(Pointing records)
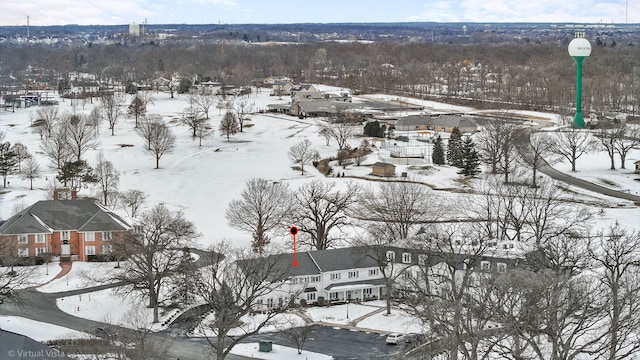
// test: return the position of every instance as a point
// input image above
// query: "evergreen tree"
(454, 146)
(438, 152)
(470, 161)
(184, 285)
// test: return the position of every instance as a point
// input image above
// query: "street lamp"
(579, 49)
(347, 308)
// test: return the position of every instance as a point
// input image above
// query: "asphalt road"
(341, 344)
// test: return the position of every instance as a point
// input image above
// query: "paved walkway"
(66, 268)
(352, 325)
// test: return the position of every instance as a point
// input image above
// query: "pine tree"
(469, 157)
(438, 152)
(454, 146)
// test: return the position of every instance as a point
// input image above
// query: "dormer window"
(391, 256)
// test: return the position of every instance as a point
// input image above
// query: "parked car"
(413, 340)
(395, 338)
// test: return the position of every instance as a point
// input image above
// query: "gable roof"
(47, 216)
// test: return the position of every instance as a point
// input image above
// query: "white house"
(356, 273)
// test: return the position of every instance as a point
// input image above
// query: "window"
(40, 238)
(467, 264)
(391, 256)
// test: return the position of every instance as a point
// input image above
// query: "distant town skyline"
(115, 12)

--

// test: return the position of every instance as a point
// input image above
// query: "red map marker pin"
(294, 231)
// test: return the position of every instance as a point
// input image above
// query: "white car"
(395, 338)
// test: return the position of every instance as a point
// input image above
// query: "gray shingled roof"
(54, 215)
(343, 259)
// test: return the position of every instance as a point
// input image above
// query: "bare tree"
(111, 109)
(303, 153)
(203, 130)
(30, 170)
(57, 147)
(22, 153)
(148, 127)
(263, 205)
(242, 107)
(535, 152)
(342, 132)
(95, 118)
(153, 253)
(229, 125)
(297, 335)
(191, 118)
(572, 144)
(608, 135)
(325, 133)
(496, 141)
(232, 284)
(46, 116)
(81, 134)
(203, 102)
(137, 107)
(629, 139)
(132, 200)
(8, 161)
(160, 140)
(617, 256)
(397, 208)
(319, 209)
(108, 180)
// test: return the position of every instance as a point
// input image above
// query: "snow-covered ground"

* * *

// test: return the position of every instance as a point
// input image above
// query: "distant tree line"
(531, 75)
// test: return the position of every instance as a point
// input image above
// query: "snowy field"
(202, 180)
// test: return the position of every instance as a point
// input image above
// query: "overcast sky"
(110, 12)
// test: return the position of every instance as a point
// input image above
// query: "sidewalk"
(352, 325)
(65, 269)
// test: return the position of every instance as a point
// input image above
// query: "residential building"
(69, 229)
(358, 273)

Short exercise – Locate each line in the rows above that contains the word "distant", and copy those lines.

Response below –
// query: "distant town skyline"
// query: "distant tree line"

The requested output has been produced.